◆ Position annotation records ◆
— begin —

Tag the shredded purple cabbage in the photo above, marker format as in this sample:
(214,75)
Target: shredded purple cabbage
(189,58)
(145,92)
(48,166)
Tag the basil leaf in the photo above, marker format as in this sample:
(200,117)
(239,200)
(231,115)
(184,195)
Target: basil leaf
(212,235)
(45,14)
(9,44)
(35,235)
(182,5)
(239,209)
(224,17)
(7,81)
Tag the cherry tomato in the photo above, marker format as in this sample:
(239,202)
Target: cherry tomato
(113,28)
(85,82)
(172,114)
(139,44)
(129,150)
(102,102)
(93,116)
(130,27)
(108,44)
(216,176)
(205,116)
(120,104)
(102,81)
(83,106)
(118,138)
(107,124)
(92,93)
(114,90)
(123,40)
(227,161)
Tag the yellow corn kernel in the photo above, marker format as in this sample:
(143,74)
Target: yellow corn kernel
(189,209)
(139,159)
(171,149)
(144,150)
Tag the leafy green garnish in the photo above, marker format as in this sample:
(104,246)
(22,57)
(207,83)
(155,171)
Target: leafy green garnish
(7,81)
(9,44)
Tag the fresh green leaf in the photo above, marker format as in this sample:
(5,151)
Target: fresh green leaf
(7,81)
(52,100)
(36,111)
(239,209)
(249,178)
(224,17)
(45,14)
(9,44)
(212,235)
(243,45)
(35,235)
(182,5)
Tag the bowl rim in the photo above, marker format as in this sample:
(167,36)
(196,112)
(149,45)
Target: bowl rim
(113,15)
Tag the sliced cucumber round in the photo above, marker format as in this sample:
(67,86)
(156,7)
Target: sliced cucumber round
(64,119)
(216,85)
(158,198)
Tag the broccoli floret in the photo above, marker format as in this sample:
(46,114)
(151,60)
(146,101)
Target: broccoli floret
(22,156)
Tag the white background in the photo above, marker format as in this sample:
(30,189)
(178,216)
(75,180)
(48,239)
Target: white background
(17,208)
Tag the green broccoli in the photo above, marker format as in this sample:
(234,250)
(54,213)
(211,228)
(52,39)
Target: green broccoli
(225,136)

— end —

◆ GOAL ◆
Set out every line of the data above as a numbered list, leaving out any blank lines.

◆ WRITTEN RESPONSE ◆
1. Tag the shredded purple cabbage in the photo above, marker format as in this sample:
2. (214,75)
3. Target: shredded purple cabbage
4. (189,58)
5. (145,92)
6. (48,166)
7. Tag the basil leaf in the photo above, marker format as in this sample:
8. (200,117)
9. (239,200)
10. (231,115)
11. (184,195)
12. Target: basil leaf
13. (212,235)
14. (45,14)
15. (9,44)
16. (35,235)
17. (182,5)
18. (239,209)
19. (224,17)
20. (7,81)
21. Tag the cherry tomato in the photo above, marker format as in this sample:
22. (239,202)
23. Target: cherry tomato
24. (113,28)
25. (85,82)
26. (172,114)
27. (139,44)
28. (129,150)
29. (102,102)
30. (93,116)
31. (130,27)
32. (108,44)
33. (216,176)
34. (205,116)
35. (120,104)
36. (102,81)
37. (83,106)
38. (118,138)
39. (107,124)
40. (92,93)
41. (114,90)
42. (123,40)
43. (227,161)
44. Tag the yellow corn kernel in the photo above, marker format as in this sample:
45. (143,74)
46. Target: yellow corn kernel
47. (189,209)
48. (139,159)
49. (171,149)
50. (144,150)
51. Tag the leafy green garnish in the photo above, marker format as in this sample:
52. (104,246)
53. (22,57)
54. (207,83)
55. (155,171)
56. Target: leafy green garnish
57. (7,81)
58. (9,44)
59. Tag the fresh green leaf in the photo above, marker format as in this sample:
60. (5,151)
61. Target: fresh green leaf
62. (7,81)
63. (52,100)
64. (36,111)
65. (239,209)
66. (249,178)
67. (224,17)
68. (45,14)
69. (9,44)
70. (212,235)
71. (243,45)
72. (35,235)
73. (182,5)
74. Tag the bowl rim in the photo above, marker format as in this sample:
75. (167,36)
76. (196,112)
77. (149,45)
78. Target: bowl rim
79. (113,15)
80. Tag the sliced cucumber round in the photo above, marker format as in this sample:
81. (67,86)
82. (156,7)
83. Target: sliced cucumber round
84. (64,119)
85. (216,85)
86. (158,198)
87. Tag the broccoli floret in the photo above, marker format as in this sample:
88. (46,114)
89. (151,60)
90. (146,101)
91. Target: broccoli floret
92. (22,156)
93. Tag the white background in the photo above, marker format as in this sample:
94. (30,189)
95. (178,216)
96. (75,180)
97. (48,239)
98. Target: white background
99. (17,208)
100. Tag the green broccoli in the photo above, marker format as in this sample:
101. (234,250)
102. (54,213)
103. (211,228)
104. (52,39)
105. Target: green broccoli
106. (225,136)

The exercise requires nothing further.